San Lodovico Pavoni spese la sua vita al servizio dei giovani e dei più bisognosi. Fin da subito capì che quella era la sua missione, poi gli fu svelato come compierla.
Lodovico nacque l’11 novembre 1784 a Brescia da una nobile famiglia, e fin da giovane manifestò una particolare sensibilità. Questa era legata a una questione di giustizia sociale già ben presente all’epoca. A scandalizzarlo profondamente era infatti il contrasto tra i benefici di pochi e la sofferenza di molti che ne era derivato da quel vero e proprio dramma, di odio e di cruda violenza, che era stata la rivoluzione francese.
In poco tempo si accorse anche delle tragiche condizioni che vivevano i figli dei contadini: al decisione su cosa doveva fare e come avrebbe dovuto comportarsi era quindi chiara. Cominciò presto a istruirli negli elementi base della cultura e del catechismo. Insieme a questo, spesso lasciava loro anche aiuti economici per potere andare avanti.
Per quei giovani, le frequentazioni alle lezioni di Lodovico erano un vero toccasana, mentre fuori la rivoluzione impazzava. Il futuro santo capì allora che avrebbe potuto servire la Chiesa, sempre più assaltata specialmente nel suo territorio, in quella stessa maniera. Comprese cioè che la sua strada era quella di diventare ben presto sacerdote, e che la sua missione sarebbe stata quella di servire fino all’ultimo i più poveri ed emarginati.
Fondò uno dei primi oratori della città dedicato a giovani sbandati e disorientati, a cui fece seguito l’Istituto San Barnaba e la prima scuola tipografica d’Italia. Dopo molti anni di tentativi, dal gruppo dei suoi più fedeli collaboratori ne nacque una vera e propria famiglia religiosa, eretta canonicamente l’11 agosto 1847 col nome di Figli di Maria, che oggi è quello di Figli di Maria Immacolata Pavoniani.

[Dati di annotazione delle regioni d'immagine]
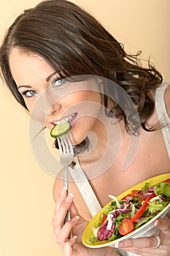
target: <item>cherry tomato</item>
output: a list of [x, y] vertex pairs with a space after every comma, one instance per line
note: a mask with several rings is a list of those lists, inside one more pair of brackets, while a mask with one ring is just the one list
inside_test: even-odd
[[129, 218], [124, 218], [118, 227], [119, 233], [125, 236], [134, 230], [134, 225]]

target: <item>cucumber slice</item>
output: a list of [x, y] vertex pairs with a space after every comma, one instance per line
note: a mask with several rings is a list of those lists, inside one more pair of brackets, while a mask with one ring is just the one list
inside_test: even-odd
[[67, 132], [69, 132], [71, 129], [71, 124], [68, 121], [63, 123], [63, 124], [56, 124], [51, 130], [50, 135], [53, 138], [55, 138], [55, 139], [66, 135]]

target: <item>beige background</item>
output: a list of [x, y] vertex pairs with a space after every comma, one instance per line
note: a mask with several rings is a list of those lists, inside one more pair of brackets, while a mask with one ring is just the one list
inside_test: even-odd
[[[72, 0], [84, 7], [125, 45], [142, 50], [170, 80], [169, 0]], [[0, 37], [13, 19], [39, 1], [6, 0], [0, 4]], [[32, 154], [29, 118], [0, 86], [0, 255], [63, 255], [53, 241], [54, 178]]]

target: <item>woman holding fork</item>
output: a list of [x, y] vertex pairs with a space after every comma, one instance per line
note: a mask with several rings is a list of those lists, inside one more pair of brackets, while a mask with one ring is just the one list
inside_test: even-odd
[[[69, 119], [77, 161], [88, 176], [93, 213], [74, 178], [68, 195], [61, 179], [54, 184], [53, 238], [66, 256], [170, 254], [168, 217], [155, 222], [157, 238], [128, 239], [120, 250], [81, 242], [109, 194], [170, 173], [170, 86], [150, 64], [141, 67], [138, 55], [128, 55], [94, 18], [64, 0], [26, 10], [1, 47], [1, 74], [15, 99], [50, 129]], [[63, 224], [69, 208], [72, 219]]]

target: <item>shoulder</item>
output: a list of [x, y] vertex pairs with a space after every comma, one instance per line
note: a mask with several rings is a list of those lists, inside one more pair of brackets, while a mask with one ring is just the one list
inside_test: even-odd
[[170, 118], [170, 85], [166, 88], [164, 93], [164, 102], [169, 117]]

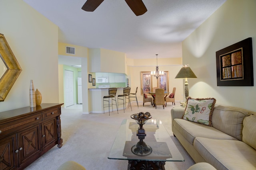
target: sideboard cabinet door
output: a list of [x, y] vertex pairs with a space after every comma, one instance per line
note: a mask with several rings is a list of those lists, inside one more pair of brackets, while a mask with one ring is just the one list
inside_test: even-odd
[[18, 133], [20, 166], [40, 152], [40, 129], [38, 124]]
[[0, 140], [0, 170], [9, 170], [18, 167], [16, 134]]
[[42, 123], [42, 127], [43, 149], [44, 149], [52, 141], [57, 141], [56, 118], [54, 118], [50, 121]]

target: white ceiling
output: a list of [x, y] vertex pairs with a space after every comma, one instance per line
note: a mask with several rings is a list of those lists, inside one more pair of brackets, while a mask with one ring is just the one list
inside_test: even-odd
[[126, 53], [131, 59], [182, 57], [181, 42], [226, 0], [143, 0], [137, 16], [124, 0], [106, 0], [93, 12], [86, 0], [23, 0], [59, 27], [59, 42]]

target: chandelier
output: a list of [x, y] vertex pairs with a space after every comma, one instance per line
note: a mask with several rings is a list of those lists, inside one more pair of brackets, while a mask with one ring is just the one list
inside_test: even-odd
[[164, 71], [158, 71], [158, 66], [157, 65], [157, 55], [156, 55], [156, 71], [152, 71], [151, 75], [152, 76], [154, 76], [154, 77], [156, 77], [156, 80], [158, 78], [159, 76], [162, 76], [164, 75]]

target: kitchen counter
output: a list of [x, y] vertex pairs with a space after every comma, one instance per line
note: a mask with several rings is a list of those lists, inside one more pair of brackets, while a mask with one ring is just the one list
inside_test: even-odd
[[[110, 88], [125, 88], [125, 87], [111, 87]], [[88, 88], [88, 90], [97, 90], [97, 89], [108, 89], [110, 88]]]
[[[117, 96], [120, 94], [123, 94], [123, 89], [125, 87], [120, 87], [115, 88], [117, 88], [117, 91], [116, 95], [116, 103], [118, 103]], [[90, 113], [103, 113], [103, 96], [108, 96], [108, 89], [110, 88], [88, 88], [88, 95], [89, 100], [88, 101], [89, 109]], [[110, 104], [111, 100], [110, 100]], [[106, 103], [107, 102], [106, 102]], [[114, 106], [113, 107], [113, 110], [116, 110], [116, 108]], [[105, 107], [105, 113], [108, 112], [108, 108]], [[118, 106], [118, 110], [122, 110], [124, 107], [122, 105]], [[110, 108], [112, 110], [112, 108]]]

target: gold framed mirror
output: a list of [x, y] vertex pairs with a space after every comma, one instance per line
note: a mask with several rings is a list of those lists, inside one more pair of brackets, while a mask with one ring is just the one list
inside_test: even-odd
[[0, 102], [3, 102], [22, 70], [3, 34], [0, 33]]

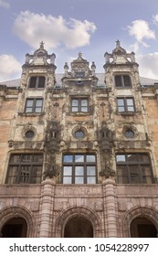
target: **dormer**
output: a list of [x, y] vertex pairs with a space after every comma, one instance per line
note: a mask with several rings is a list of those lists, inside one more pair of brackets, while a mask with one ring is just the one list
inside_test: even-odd
[[104, 57], [104, 68], [108, 65], [136, 64], [134, 52], [127, 53], [126, 50], [121, 47], [121, 42], [119, 40], [116, 41], [116, 48], [112, 50], [112, 53], [109, 54], [106, 52]]
[[27, 66], [43, 66], [43, 65], [54, 65], [56, 55], [53, 53], [51, 55], [47, 54], [47, 51], [44, 48], [43, 41], [40, 43], [39, 48], [37, 49], [34, 54], [26, 55], [26, 63]]
[[83, 84], [86, 82], [95, 85], [98, 79], [95, 75], [96, 66], [92, 62], [91, 69], [90, 69], [90, 63], [87, 59], [82, 58], [81, 52], [79, 53], [78, 58], [71, 62], [71, 70], [68, 71], [68, 66], [66, 62], [64, 65], [64, 81], [73, 81], [73, 84]]

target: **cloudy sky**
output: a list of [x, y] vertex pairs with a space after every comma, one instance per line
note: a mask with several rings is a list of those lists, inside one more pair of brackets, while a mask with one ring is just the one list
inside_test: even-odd
[[141, 76], [158, 79], [158, 0], [0, 0], [0, 81], [20, 78], [42, 40], [57, 73], [79, 51], [103, 72], [117, 39], [136, 53]]

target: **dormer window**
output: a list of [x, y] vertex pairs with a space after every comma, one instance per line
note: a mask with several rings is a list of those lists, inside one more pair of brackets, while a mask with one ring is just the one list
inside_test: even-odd
[[78, 79], [82, 79], [82, 78], [84, 78], [84, 75], [85, 75], [85, 72], [83, 72], [83, 71], [78, 71], [78, 72], [76, 72], [76, 77], [77, 77]]
[[46, 78], [43, 76], [34, 76], [29, 80], [28, 87], [31, 89], [43, 89], [45, 88]]
[[119, 87], [132, 87], [132, 80], [129, 75], [115, 76], [115, 86]]

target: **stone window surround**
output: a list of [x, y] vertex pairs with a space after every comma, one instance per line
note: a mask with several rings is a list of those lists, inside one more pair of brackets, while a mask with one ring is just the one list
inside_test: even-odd
[[[19, 157], [19, 160], [13, 161], [13, 157]], [[38, 156], [41, 161], [36, 161], [34, 157]], [[25, 159], [25, 157], [26, 157]], [[37, 176], [38, 170], [36, 167], [40, 167], [40, 175]], [[13, 168], [13, 169], [12, 169]], [[42, 153], [12, 153], [10, 155], [8, 169], [6, 174], [5, 183], [14, 184], [37, 184], [42, 179], [43, 168], [43, 154]], [[15, 170], [14, 170], [15, 169]], [[10, 173], [12, 173], [10, 175]], [[35, 175], [36, 174], [36, 175]], [[10, 181], [9, 181], [10, 179]]]
[[[33, 104], [32, 106], [28, 105], [28, 101], [32, 101]], [[41, 104], [38, 106], [37, 105], [37, 101], [41, 101]], [[25, 105], [25, 113], [41, 113], [42, 110], [43, 110], [43, 102], [44, 102], [44, 99], [41, 97], [29, 97], [26, 99], [26, 105]], [[30, 112], [27, 112], [26, 109], [30, 109]], [[40, 111], [37, 112], [37, 109], [40, 109]]]
[[[125, 80], [125, 78], [128, 78], [128, 81]], [[120, 80], [120, 81], [117, 81], [117, 79]], [[118, 84], [119, 82], [119, 84]], [[115, 88], [116, 89], [120, 89], [120, 88], [123, 88], [123, 89], [128, 89], [128, 88], [132, 88], [132, 79], [131, 76], [129, 74], [115, 74], [114, 76], [114, 83], [115, 83]]]
[[[119, 103], [119, 100], [122, 100], [123, 103], [122, 105]], [[128, 103], [128, 100], [132, 100], [132, 103]], [[119, 113], [134, 113], [136, 112], [135, 110], [135, 102], [134, 102], [134, 97], [132, 96], [119, 96], [116, 99], [117, 101], [117, 111]], [[120, 111], [120, 108], [124, 108], [123, 111]], [[129, 108], [132, 108], [132, 110], [130, 110]]]
[[[41, 79], [44, 80], [41, 84]], [[35, 80], [35, 81], [33, 81]], [[29, 90], [44, 90], [46, 87], [46, 77], [42, 75], [32, 75], [29, 78], [28, 89]]]
[[[81, 156], [82, 160], [80, 160], [79, 162], [78, 160], [76, 160], [75, 157], [78, 156]], [[87, 159], [87, 156], [91, 155], [94, 156], [95, 161], [91, 161], [89, 162]], [[69, 156], [69, 158], [71, 158], [71, 160], [65, 161], [64, 158], [65, 156]], [[62, 160], [62, 166], [63, 166], [63, 170], [62, 170], [62, 176], [61, 176], [61, 183], [62, 184], [97, 184], [97, 156], [94, 153], [90, 153], [90, 154], [85, 154], [85, 153], [65, 153], [63, 155], [63, 160]], [[90, 167], [92, 166], [94, 168], [94, 173], [93, 175], [89, 175], [88, 172], [90, 171]], [[65, 170], [64, 170], [65, 167]], [[69, 167], [69, 168], [68, 168]], [[78, 172], [78, 167], [81, 167], [83, 174], [82, 175], [76, 175], [75, 172]], [[64, 175], [64, 171], [65, 173], [67, 173], [68, 171], [69, 171], [69, 175]], [[80, 171], [80, 170], [79, 170]], [[70, 174], [71, 173], [71, 174]], [[64, 177], [67, 178], [68, 180], [68, 182], [64, 182]], [[82, 179], [82, 183], [77, 183], [76, 180], [78, 180], [78, 177]], [[93, 180], [95, 179], [95, 182], [90, 183], [89, 179], [90, 180], [90, 177], [93, 178]]]

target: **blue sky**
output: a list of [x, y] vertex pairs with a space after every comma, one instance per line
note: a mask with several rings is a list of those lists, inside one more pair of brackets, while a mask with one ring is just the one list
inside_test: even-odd
[[42, 40], [57, 73], [79, 51], [103, 72], [104, 53], [120, 39], [140, 75], [158, 79], [157, 0], [0, 0], [0, 81], [20, 78], [25, 55]]

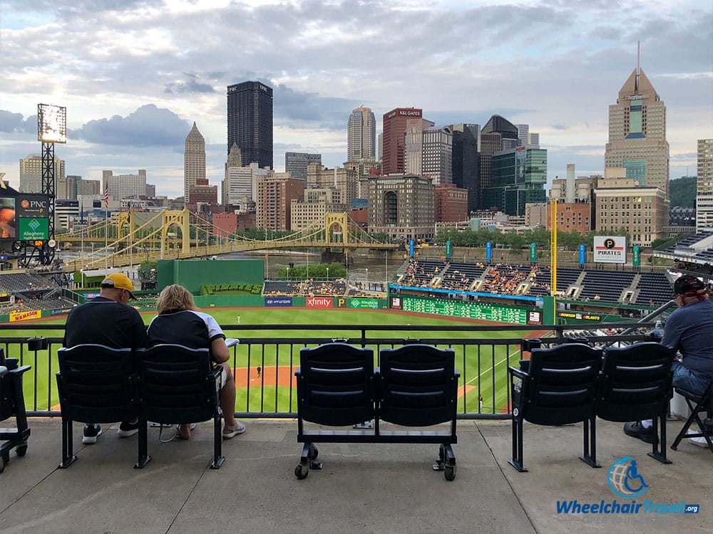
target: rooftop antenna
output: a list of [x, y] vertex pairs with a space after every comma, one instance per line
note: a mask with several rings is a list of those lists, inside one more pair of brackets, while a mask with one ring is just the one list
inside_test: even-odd
[[639, 58], [641, 56], [640, 43], [636, 41], [636, 79], [634, 82], [634, 90], [639, 92], [639, 75], [641, 74], [641, 67], [639, 66]]

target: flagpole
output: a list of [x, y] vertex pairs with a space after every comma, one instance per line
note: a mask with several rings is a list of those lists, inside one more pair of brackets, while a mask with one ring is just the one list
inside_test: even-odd
[[108, 265], [107, 263], [107, 261], [108, 261], [108, 257], [107, 256], [107, 253], [108, 253], [108, 246], [109, 246], [108, 234], [109, 234], [109, 188], [107, 187], [104, 190], [104, 271], [105, 271], [108, 268]]

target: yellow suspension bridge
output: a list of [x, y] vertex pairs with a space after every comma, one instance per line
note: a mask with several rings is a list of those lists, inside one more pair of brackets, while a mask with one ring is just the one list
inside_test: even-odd
[[[148, 220], [145, 212], [119, 212], [86, 229], [59, 234], [59, 243], [91, 243], [92, 251], [67, 261], [66, 271], [123, 267], [145, 261], [188, 259], [275, 248], [376, 248], [394, 250], [397, 244], [376, 241], [347, 213], [327, 213], [323, 221], [278, 239], [250, 239], [227, 235], [209, 221], [189, 211], [163, 210]], [[139, 216], [143, 216], [140, 222]]]

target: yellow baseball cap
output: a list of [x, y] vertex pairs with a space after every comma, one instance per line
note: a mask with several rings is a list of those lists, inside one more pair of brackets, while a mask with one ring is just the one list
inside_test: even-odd
[[131, 283], [131, 281], [129, 279], [129, 277], [123, 273], [112, 273], [101, 281], [101, 283], [99, 284], [99, 286], [102, 288], [125, 289], [129, 292], [129, 295], [131, 296], [131, 298], [135, 298], [133, 293], [131, 293], [133, 290], [133, 284]]

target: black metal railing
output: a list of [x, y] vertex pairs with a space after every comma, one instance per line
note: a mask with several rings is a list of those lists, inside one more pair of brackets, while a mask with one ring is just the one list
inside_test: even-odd
[[[631, 324], [605, 326], [623, 330]], [[597, 345], [650, 339], [648, 332], [653, 323], [637, 326], [638, 330], [626, 335], [593, 335], [590, 330], [583, 337], [581, 325], [526, 328], [515, 325], [225, 325], [222, 328], [227, 335], [240, 339], [240, 344], [231, 348], [230, 360], [238, 389], [236, 417], [296, 417], [294, 377], [299, 366], [299, 349], [338, 340], [374, 347], [376, 355], [382, 347], [391, 348], [405, 342], [421, 342], [453, 349], [456, 367], [461, 374], [458, 417], [468, 419], [510, 418], [508, 366], [517, 365], [523, 357], [520, 347], [523, 338], [542, 337], [548, 343], [560, 343], [576, 337]], [[250, 337], [246, 330], [250, 331]], [[43, 335], [38, 337], [38, 331]], [[310, 337], [310, 331], [334, 333]], [[256, 333], [261, 335], [255, 337]], [[18, 357], [21, 365], [31, 366], [24, 381], [26, 404], [31, 417], [60, 415], [55, 373], [57, 350], [62, 346], [63, 336], [63, 325], [0, 325], [0, 346], [6, 356]]]

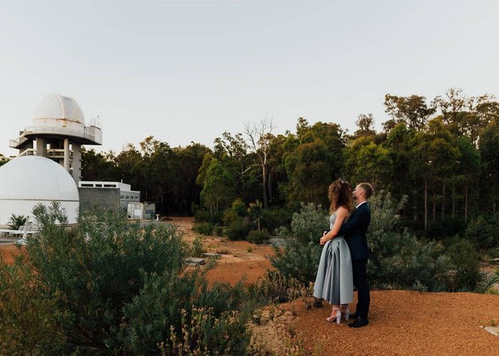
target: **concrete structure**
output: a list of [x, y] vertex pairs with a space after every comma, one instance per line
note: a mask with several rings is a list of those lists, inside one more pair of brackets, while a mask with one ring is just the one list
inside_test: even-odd
[[[91, 201], [93, 201], [96, 205], [101, 207], [112, 207], [117, 204], [126, 210], [128, 203], [140, 201], [140, 192], [132, 190], [130, 184], [120, 182], [81, 181], [78, 182], [78, 189], [82, 209], [90, 207], [88, 206], [88, 201], [91, 201]], [[118, 194], [116, 192], [118, 192]], [[104, 199], [102, 204], [99, 204], [98, 200], [99, 195]], [[111, 202], [112, 200], [113, 201]]]
[[0, 167], [0, 226], [12, 214], [32, 216], [38, 203], [61, 202], [69, 224], [76, 222], [78, 188], [73, 177], [53, 160], [36, 156], [14, 158]]
[[81, 145], [102, 145], [100, 122], [86, 126], [83, 113], [73, 98], [46, 95], [35, 110], [31, 126], [11, 140], [17, 157], [40, 156], [56, 162], [75, 182], [81, 179]]
[[127, 216], [133, 220], [153, 220], [156, 214], [154, 203], [128, 203]]

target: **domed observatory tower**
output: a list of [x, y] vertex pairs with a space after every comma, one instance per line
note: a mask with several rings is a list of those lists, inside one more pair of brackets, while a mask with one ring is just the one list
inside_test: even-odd
[[6, 225], [12, 214], [33, 216], [35, 205], [48, 206], [54, 200], [66, 210], [68, 222], [75, 224], [78, 188], [60, 164], [47, 158], [21, 157], [0, 167], [0, 226]]
[[86, 126], [83, 113], [73, 98], [46, 95], [35, 110], [32, 125], [11, 140], [17, 157], [40, 156], [56, 162], [71, 175], [81, 179], [81, 145], [102, 145], [100, 122]]

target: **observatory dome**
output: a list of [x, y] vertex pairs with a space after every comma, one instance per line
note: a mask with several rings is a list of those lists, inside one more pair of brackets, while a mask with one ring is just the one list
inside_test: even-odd
[[0, 167], [0, 225], [12, 214], [32, 216], [35, 205], [56, 200], [65, 208], [70, 224], [76, 222], [78, 188], [64, 168], [48, 158], [14, 158]]
[[67, 119], [85, 124], [83, 112], [76, 100], [59, 94], [45, 95], [35, 109], [33, 118]]

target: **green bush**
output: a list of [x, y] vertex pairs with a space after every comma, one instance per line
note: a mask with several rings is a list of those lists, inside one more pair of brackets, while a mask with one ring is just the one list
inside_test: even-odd
[[480, 271], [480, 255], [474, 244], [458, 236], [447, 241], [446, 253], [456, 266], [452, 290], [473, 290], [484, 278]]
[[473, 241], [478, 249], [497, 247], [499, 245], [499, 222], [493, 217], [476, 216], [468, 224], [465, 236]]
[[314, 204], [302, 204], [299, 213], [294, 213], [290, 228], [281, 227], [277, 237], [282, 246], [275, 248], [270, 261], [287, 278], [294, 278], [308, 285], [315, 281], [321, 257], [319, 240], [329, 229], [327, 213]]
[[224, 228], [223, 226], [219, 226], [217, 225], [213, 229], [213, 232], [215, 232], [215, 234], [217, 236], [224, 236]]
[[[398, 213], [406, 201], [406, 197], [396, 201], [382, 191], [370, 199], [371, 222], [367, 241], [372, 251], [368, 263], [371, 285], [428, 291], [475, 289], [475, 282], [467, 282], [464, 273], [468, 268], [470, 278], [476, 271], [473, 266], [456, 270], [458, 260], [446, 254], [441, 243], [421, 241], [400, 227]], [[277, 232], [277, 237], [284, 242], [270, 258], [272, 266], [287, 278], [293, 277], [302, 283], [314, 281], [321, 248], [318, 240], [328, 228], [326, 216], [320, 209], [302, 205], [300, 213], [294, 214], [290, 228], [282, 227]]]
[[240, 217], [232, 220], [225, 228], [225, 235], [231, 241], [245, 240], [249, 232], [249, 221]]
[[252, 230], [248, 234], [248, 241], [253, 244], [264, 244], [264, 242], [269, 241], [270, 236], [264, 230], [259, 231], [257, 230]]
[[200, 223], [192, 226], [192, 230], [201, 235], [212, 235], [215, 225], [210, 222]]
[[[14, 270], [0, 263], [4, 351], [158, 355], [182, 340], [185, 354], [205, 346], [244, 353], [254, 293], [241, 283], [209, 286], [206, 270], [187, 273], [191, 247], [177, 226], [140, 226], [122, 211], [99, 211], [71, 229], [57, 204], [34, 214], [40, 231], [28, 238], [26, 257]], [[185, 325], [195, 331], [188, 340]]]

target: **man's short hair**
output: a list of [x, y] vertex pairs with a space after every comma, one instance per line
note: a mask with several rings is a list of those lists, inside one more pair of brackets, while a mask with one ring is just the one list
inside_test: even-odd
[[362, 189], [366, 193], [366, 199], [369, 199], [371, 197], [371, 196], [373, 195], [373, 192], [374, 192], [374, 189], [373, 189], [373, 186], [370, 184], [362, 182], [359, 184], [359, 187], [362, 188]]

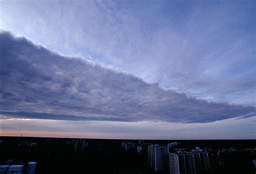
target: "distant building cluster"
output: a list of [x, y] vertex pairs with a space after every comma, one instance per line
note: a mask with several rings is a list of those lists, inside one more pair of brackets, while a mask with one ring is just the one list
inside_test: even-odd
[[122, 142], [122, 145], [126, 151], [134, 150], [137, 148], [136, 143], [133, 142], [125, 141]]
[[[6, 161], [9, 163], [13, 161]], [[33, 174], [36, 171], [37, 163], [30, 162], [25, 165], [0, 165], [1, 174]]]

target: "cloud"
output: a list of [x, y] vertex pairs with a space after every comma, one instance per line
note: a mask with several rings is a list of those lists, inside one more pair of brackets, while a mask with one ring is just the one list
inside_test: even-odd
[[207, 102], [133, 75], [0, 34], [0, 105], [10, 117], [205, 123], [256, 115], [255, 107]]

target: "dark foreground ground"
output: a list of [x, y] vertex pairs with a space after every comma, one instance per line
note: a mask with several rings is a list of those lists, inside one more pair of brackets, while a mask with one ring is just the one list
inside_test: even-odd
[[[131, 140], [0, 137], [0, 165], [8, 159], [14, 159], [13, 164], [36, 162], [36, 173], [154, 173], [148, 166], [146, 151], [126, 151], [122, 146], [124, 141], [139, 145], [138, 140]], [[255, 155], [246, 149], [256, 147], [255, 140], [145, 140], [144, 144], [174, 142], [186, 149], [243, 150], [244, 153], [219, 157], [221, 165], [215, 164], [211, 173], [255, 173]]]

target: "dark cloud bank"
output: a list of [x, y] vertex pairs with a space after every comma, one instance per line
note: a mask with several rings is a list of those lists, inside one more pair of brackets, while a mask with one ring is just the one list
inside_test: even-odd
[[209, 102], [130, 74], [0, 34], [0, 114], [62, 120], [204, 123], [255, 116], [254, 107]]

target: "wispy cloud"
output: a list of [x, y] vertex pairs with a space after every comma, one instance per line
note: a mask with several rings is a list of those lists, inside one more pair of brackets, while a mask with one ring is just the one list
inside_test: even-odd
[[8, 32], [1, 32], [0, 46], [1, 113], [10, 117], [204, 123], [256, 115], [254, 107], [164, 89]]

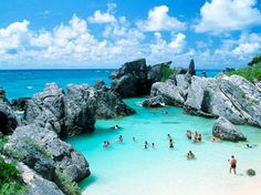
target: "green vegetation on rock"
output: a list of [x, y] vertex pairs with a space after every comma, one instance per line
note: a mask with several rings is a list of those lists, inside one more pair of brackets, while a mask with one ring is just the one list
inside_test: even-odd
[[6, 163], [2, 158], [3, 146], [8, 142], [6, 136], [0, 136], [0, 194], [25, 195], [27, 187], [14, 163]]
[[2, 195], [23, 195], [27, 194], [25, 184], [14, 163], [6, 163], [0, 157], [0, 194]]
[[169, 65], [164, 65], [160, 81], [165, 82], [173, 73], [174, 73], [174, 70]]
[[[261, 81], [261, 55], [253, 58], [250, 62], [251, 65], [243, 69], [238, 69], [236, 71], [226, 72], [227, 75], [240, 75], [251, 82]], [[249, 64], [250, 64], [249, 63]]]
[[59, 188], [61, 188], [64, 194], [81, 195], [81, 189], [77, 183], [73, 182], [73, 179], [65, 173], [56, 171], [54, 181], [58, 184]]

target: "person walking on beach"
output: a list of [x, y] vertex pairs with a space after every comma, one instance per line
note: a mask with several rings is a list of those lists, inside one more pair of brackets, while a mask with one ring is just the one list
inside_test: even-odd
[[148, 142], [147, 141], [144, 142], [144, 148], [148, 148]]
[[228, 161], [229, 161], [229, 163], [230, 163], [229, 172], [231, 173], [231, 171], [233, 170], [234, 175], [237, 175], [237, 171], [236, 171], [236, 168], [237, 168], [237, 160], [236, 160], [234, 156], [232, 155], [232, 156], [231, 156], [231, 160], [228, 160]]

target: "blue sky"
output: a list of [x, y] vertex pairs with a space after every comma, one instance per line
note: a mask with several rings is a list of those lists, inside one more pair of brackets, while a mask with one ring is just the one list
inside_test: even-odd
[[0, 69], [223, 69], [261, 53], [258, 0], [4, 0], [0, 13]]

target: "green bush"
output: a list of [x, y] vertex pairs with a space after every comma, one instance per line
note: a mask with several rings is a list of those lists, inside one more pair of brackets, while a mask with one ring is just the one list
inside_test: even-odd
[[169, 65], [164, 65], [160, 81], [165, 82], [173, 73], [174, 73], [174, 70]]
[[0, 135], [0, 154], [3, 152], [3, 146], [8, 142], [8, 138], [6, 136]]
[[227, 75], [237, 74], [251, 82], [253, 82], [254, 80], [261, 81], [261, 62], [257, 63], [253, 66], [226, 72], [226, 74]]
[[27, 187], [14, 163], [6, 163], [0, 157], [0, 194], [1, 195], [25, 195]]
[[31, 147], [34, 147], [38, 152], [42, 153], [43, 155], [53, 158], [53, 155], [46, 151], [43, 146], [41, 146], [39, 143], [36, 143], [34, 140], [30, 137], [23, 137], [22, 141], [30, 145]]
[[65, 173], [60, 171], [55, 172], [55, 183], [59, 188], [66, 195], [81, 195], [81, 189], [77, 186], [77, 183], [73, 182], [73, 179], [67, 176]]

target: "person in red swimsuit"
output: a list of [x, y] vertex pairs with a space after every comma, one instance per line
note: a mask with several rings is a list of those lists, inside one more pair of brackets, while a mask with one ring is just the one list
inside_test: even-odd
[[230, 162], [230, 170], [229, 172], [231, 173], [231, 171], [233, 170], [233, 173], [237, 175], [237, 160], [234, 158], [234, 156], [232, 155], [231, 156], [231, 160], [229, 161]]

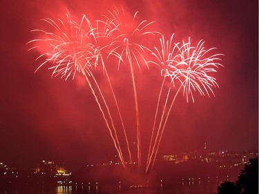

▶ **Compito assegnato**
Prosegua il testo su san Lodovico Pavoni, riprendendolo subito dopo l'ultima frase riportata.

▶ **Risposta al compito**
In quel periodo si delineò il tipo di sacerdote che Don Lodovico avrebbe voluto essere. Un ruolo importante in questa direzione fu giocato da un testo, intitolato “Influenze morali”, in cui venivano descritte con dovizia di particolare le cause della drammatica condizione che vivevano i giovani dei ceti meno abbienti, che spesso finivano per condurre una vita senza regole né amore.
La soluzione dell’autore era molto chiara: bisognava aprire scuole dove questi poveri giovani abbandonati potessero ricevere gratuitamente una buona istruzione e, in parallelo, imparare un mestiere. Era quella la strada che di lì a poco avrebbe intrapreso anche Don Lodovico, nonostante non avesse ben chiaro come l’avrebbe realmente messa in atto.
“Queste furono le dolci attrattive con cui piacque al Signore di chiamarmi dal quieto soggiorno di mia casa paterna ed invogliarmi alla volontaria oblazione di tutto me stesso in vantaggio di tanto pubblico bene”, furono le parole che scrisse. La sua carità venne tuttavia messa a dura prova dall’epidemia di colera esplosa nell’estate del 1836. In risposta, lui aprì la casa anche ai bambini rimasti orfani.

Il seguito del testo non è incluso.